**DO THIS**
Swap "pin one point per instance" for "mark one point for each instance" throughout the records below, leaving everything else as it is.

Object location annotation data:
━━━━━━━━━━━━━━━━
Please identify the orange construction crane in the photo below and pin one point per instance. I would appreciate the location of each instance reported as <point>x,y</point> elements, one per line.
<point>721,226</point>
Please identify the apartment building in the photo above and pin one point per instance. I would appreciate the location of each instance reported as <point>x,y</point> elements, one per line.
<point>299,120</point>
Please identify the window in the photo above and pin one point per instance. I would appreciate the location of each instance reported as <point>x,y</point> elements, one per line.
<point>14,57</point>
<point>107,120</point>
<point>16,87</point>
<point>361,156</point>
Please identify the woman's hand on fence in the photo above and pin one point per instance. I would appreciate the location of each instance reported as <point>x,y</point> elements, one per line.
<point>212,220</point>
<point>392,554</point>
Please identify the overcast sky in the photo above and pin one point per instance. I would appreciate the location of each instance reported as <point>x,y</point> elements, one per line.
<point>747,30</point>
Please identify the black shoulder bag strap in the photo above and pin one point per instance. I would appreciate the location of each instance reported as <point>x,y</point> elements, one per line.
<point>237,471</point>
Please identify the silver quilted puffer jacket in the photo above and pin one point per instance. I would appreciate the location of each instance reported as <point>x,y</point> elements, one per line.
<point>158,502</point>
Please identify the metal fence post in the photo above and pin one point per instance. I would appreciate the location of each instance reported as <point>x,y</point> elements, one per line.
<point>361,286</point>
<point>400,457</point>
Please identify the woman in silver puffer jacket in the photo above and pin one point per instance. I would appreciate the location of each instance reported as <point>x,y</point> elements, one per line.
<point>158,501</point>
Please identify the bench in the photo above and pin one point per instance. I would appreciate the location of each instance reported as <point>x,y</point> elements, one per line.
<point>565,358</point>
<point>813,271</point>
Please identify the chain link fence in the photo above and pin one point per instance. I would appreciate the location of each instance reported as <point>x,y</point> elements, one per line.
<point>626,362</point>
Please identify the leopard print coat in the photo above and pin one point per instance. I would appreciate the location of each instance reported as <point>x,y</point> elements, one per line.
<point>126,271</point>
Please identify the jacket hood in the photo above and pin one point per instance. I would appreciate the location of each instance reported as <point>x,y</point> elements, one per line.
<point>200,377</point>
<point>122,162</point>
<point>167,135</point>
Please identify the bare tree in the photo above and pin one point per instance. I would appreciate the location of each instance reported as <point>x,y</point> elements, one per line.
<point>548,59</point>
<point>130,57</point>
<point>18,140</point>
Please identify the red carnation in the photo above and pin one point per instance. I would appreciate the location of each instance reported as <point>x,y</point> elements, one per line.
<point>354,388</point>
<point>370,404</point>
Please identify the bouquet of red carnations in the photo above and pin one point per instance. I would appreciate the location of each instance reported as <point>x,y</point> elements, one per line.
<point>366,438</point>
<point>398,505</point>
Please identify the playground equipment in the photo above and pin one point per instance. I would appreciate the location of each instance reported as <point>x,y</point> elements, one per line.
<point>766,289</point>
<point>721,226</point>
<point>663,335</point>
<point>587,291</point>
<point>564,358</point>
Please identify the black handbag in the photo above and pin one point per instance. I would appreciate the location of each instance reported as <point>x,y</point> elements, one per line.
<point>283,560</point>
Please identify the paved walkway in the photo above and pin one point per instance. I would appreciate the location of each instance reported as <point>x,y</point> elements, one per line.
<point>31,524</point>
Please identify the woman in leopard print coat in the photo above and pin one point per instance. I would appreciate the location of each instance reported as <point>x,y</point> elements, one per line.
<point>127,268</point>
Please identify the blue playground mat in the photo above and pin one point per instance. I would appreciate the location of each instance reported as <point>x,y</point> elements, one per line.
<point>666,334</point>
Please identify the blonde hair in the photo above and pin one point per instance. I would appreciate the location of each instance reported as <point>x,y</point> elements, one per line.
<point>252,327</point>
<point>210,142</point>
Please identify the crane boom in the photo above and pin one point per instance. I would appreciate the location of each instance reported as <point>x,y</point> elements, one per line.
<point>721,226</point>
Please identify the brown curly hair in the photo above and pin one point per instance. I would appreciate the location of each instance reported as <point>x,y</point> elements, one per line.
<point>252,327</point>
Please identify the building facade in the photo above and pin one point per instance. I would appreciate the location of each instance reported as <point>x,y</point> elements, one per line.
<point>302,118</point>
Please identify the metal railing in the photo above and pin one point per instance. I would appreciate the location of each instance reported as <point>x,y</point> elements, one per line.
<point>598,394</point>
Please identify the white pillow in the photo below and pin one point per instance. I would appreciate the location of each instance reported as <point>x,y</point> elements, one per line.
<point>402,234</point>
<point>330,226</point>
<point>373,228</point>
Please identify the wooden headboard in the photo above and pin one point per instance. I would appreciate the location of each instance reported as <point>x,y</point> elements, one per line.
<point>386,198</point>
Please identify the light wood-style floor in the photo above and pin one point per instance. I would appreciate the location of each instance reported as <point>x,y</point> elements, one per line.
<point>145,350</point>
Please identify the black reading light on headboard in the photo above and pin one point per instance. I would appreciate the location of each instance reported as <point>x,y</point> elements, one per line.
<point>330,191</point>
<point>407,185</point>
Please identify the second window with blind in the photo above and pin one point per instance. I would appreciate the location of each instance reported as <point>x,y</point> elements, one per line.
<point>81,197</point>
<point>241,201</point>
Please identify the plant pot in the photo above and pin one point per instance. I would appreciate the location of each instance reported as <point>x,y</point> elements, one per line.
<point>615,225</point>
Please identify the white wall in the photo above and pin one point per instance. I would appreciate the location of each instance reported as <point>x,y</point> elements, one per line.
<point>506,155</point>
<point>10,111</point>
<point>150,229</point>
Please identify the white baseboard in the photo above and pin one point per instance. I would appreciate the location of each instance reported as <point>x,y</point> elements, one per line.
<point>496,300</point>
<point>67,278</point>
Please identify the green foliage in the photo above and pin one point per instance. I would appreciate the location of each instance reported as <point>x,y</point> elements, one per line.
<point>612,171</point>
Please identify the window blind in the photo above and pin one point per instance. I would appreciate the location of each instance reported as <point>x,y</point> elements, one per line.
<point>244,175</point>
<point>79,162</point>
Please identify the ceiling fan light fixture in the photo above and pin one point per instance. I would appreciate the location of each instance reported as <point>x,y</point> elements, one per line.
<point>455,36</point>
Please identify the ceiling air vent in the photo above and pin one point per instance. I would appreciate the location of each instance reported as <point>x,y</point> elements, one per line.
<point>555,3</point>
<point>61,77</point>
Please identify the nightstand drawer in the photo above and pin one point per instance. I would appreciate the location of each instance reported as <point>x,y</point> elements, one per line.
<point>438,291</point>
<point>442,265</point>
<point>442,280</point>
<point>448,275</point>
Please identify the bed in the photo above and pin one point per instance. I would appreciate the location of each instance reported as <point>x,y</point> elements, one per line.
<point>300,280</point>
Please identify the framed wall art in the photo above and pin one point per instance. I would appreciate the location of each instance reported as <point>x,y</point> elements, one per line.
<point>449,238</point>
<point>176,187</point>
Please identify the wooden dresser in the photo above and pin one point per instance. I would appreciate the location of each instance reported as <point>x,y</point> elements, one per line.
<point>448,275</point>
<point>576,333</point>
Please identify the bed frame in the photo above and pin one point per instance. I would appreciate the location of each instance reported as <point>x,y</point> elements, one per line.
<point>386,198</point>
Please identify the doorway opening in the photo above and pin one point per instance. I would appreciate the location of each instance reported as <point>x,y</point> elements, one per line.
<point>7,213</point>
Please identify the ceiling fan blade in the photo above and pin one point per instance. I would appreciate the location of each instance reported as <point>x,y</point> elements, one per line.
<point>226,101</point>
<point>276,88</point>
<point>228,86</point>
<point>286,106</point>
━━━━━━━━━━━━━━━━
**FULL ANSWER**
Please identify the orange construction crane in the photo below and mark one point for each instance. I would appreciate the location of each instance reported as <point>x,y</point> elements, one per line.
<point>721,226</point>
Please identify the apartment building in the photo above and mark one point for each instance. I would appreciate the location of each instance reported as <point>x,y</point> elements, one per line.
<point>299,120</point>
Please identify the window in the photo above and mark one point for each instance. I would appreciate the location of each instance reported as <point>x,y</point> elements, one per line.
<point>14,57</point>
<point>107,120</point>
<point>16,87</point>
<point>361,156</point>
Please identify the woman's hand on fence in the photo above and mark one point for each instance. I would appreciate the location of each instance reported as <point>x,y</point> elements, one per line.
<point>212,220</point>
<point>392,554</point>
Please identify the overcast sky in the photo above and mark one point for each instance. I would appreciate the location of each instance reported as <point>x,y</point> elements, one per line.
<point>747,30</point>
Please identify the black shoulder bag strap in the photo above and mark one point for each instance. I would appreciate the location of each instance reported as <point>x,y</point> elements, one per line.
<point>237,471</point>
Please identify the silver quilted puffer jacket in the photo above and mark one point for each instance. I would appreciate the location of each instance reported as <point>x,y</point> elements, one per line.
<point>158,502</point>
Please identify the metal fence post in the photo above and mark one point for each instance. I would appreciate the location of each instance reported as <point>x,y</point> elements, one per line.
<point>361,286</point>
<point>400,457</point>
Please identify the woman in silver puffer jacket in the photo above and mark one point for each instance. I would appreciate the location of each instance reported as <point>x,y</point> elements, one per line.
<point>158,501</point>
Please identify the bench in the photo above and mark one point for each instance. I would appreciate the location of each instance reported as <point>x,y</point> elements, one per line.
<point>565,358</point>
<point>813,271</point>
Please identify the chain link fence in the photo above and mark one point for each instance. I would appreciate the location of each instance reported as <point>x,y</point> elements, one per line.
<point>626,362</point>
Please identify the leopard print coat in the photo above and mark one point for each instance. I would appreciate the location of each instance reported as <point>x,y</point> elements, one per line.
<point>126,271</point>
Please identify the jacket hood in the photo above and mark one point for each instance. I would appreciate the location of each instance reported as <point>x,y</point> elements, one per line.
<point>200,377</point>
<point>122,162</point>
<point>167,135</point>
Please identify the bare tree in the photo above and mark one point for each instance. I would appreciate the location of each instance reported as <point>x,y</point> elements, one per line.
<point>548,59</point>
<point>130,57</point>
<point>18,140</point>
Please identify the red carnation in the photo above and mark one point for each instance. I would appreciate the location of each instance reported as <point>x,y</point> elements, one per line.
<point>354,388</point>
<point>370,404</point>
Please identify the bouquet of red carnations in the photo above and mark one point for each instance. I would appreciate the location of each instance reported as <point>x,y</point> elements, one per line.
<point>366,438</point>
<point>398,505</point>
Please identify the playground equipment in the photo above and mark one point for each instance. I would appreciate the location of each instance reported as <point>x,y</point> elements, one per line.
<point>766,289</point>
<point>721,226</point>
<point>663,335</point>
<point>587,291</point>
<point>564,358</point>
Please identify the black handbag in the photo above and mark one point for each instance. I would appreciate the location of each instance reported as <point>x,y</point> elements, one per line.
<point>283,560</point>
Please identify the paved walkway in the photo above and mark one point for each instance. I would appreciate the location of each instance reported as <point>x,y</point> elements, one per line.
<point>31,524</point>
Please identify the woman in leopard print coat in the photo above and mark one point for each instance. I would appreciate the location of each instance reported as <point>x,y</point> elements, one per line.
<point>127,268</point>
Please identify the blue playground mat in the photo above and mark one point for each instance. I would appreciate the location of each instance reported as <point>x,y</point> elements, one per line.
<point>666,334</point>
Please identify the blonde hair in the photo above and mark one point for each instance. I would appreciate the location of each instance reported as <point>x,y</point> elements, one per line.
<point>252,327</point>
<point>210,142</point>
Please identify the crane boom in the photo above and mark one point for each instance. I would appreciate the location of each instance reported as <point>x,y</point> elements, one per line.
<point>721,226</point>
Please identify the brown curly hair in the photo above and mark one point for each instance. I would appreciate the location of each instance reported as <point>x,y</point> elements, one per line.
<point>252,327</point>
Please identify the building facade in the photo above and mark one point for each instance. I would appreciate the location of each instance reported as <point>x,y</point> elements, one per line.
<point>302,118</point>
Please identify the metal railing in the photo above and mark one point for each instance. I would appreciate the location of each instance reported as <point>x,y</point> elements, one per line.
<point>598,394</point>
Please identify the white pillow in the photo below and mark one point for each instance. I would appreciate the location of each instance reported as <point>x,y</point> elements, one per line.
<point>402,234</point>
<point>330,226</point>
<point>373,228</point>
Please identify the wooden headboard in the photo above and mark one point for each instance. I would appreciate the location of each instance reported as <point>x,y</point> elements, one per line.
<point>386,198</point>
Please identify the light wood-style floor in the photo above and mark one point for each instance. I would appreciate the location of each instance reported as <point>x,y</point> elements, one per line.
<point>145,350</point>
Please identify the black reading light on headboard in the photo above and mark one point for each instance. I would appreciate the location of each instance reported as <point>x,y</point> elements, one per line.
<point>330,191</point>
<point>407,185</point>
Please identify the second window with blind in the photo above and mark one point for each instance. I would appreciate the location of each instance reported as <point>x,y</point> elements, one per line.
<point>81,197</point>
<point>241,201</point>
Please identify the plant pot in the photo above and mark one point for each instance. I would appreciate the location of each instance reported as <point>x,y</point> elements, one per line.
<point>615,225</point>
Please identify the white wall in the photo above and mark one point for each instance. I would appreciate the location of each instance reported as <point>x,y</point> elements, one per line.
<point>506,155</point>
<point>10,111</point>
<point>150,229</point>
Please identify the white baseboard in the photo above and mark one point for each instance. I would appreciate the location of each instance reported as <point>x,y</point> elements, one per line.
<point>496,300</point>
<point>67,278</point>
Please identify the green foliage in the photo above and mark one point for each instance. I would appreciate the location of each instance reported as <point>x,y</point> elements, one per line.
<point>612,171</point>
Please identify the window blind in the photo above and mark one point for each instance. I would appreciate the location of each instance reported as <point>x,y</point> elements, one per line.
<point>244,175</point>
<point>79,162</point>
Please identify the ceiling fan light fixture in the photo above and mark one point for each instance. I would appreciate the location of each instance reported as <point>x,y</point> elements, one per line.
<point>455,36</point>
Please identify the ceiling air vent in the photo above and mark one point for each instance. I would appreciate the location of each instance reported as <point>x,y</point> elements, one per line.
<point>555,3</point>
<point>61,77</point>
Please identify the nightstand drawer in the photo above and mark one point for each instance. I would appreciate the location of each instance reported as <point>x,y</point> elements, one per line.
<point>438,291</point>
<point>442,265</point>
<point>442,280</point>
<point>448,275</point>
Please identify the bed in the photo above and mark one point for each instance. I would appreciate the location of each instance reported as <point>x,y</point> elements, one per line.
<point>300,280</point>
Please identify the framed wall art in the photo above and mark one point for each instance. I would appreciate the location of each instance reported as <point>x,y</point> elements, one per line.
<point>449,238</point>
<point>176,187</point>
Please identify the wooden dresser in the photo above and mark one point for each instance. I would appreciate the location of each instance reported as <point>x,y</point> elements, one per line.
<point>448,275</point>
<point>576,333</point>
Please identify the bed frame in the photo above and mark one point for each instance. I would appreciate the location of each instance reported as <point>x,y</point> elements, one per line.
<point>386,198</point>
Please identify the doorway opening in the photo above and mark one point for each instance. I would appreciate the location of each instance reported as <point>x,y</point> elements, one per line.
<point>7,213</point>
Please identify the ceiling fan blade in the photo above and mark one point for each instance. I would appreciate the location of each instance reported as <point>x,y</point> elements, one per line.
<point>226,101</point>
<point>276,88</point>
<point>228,86</point>
<point>286,106</point>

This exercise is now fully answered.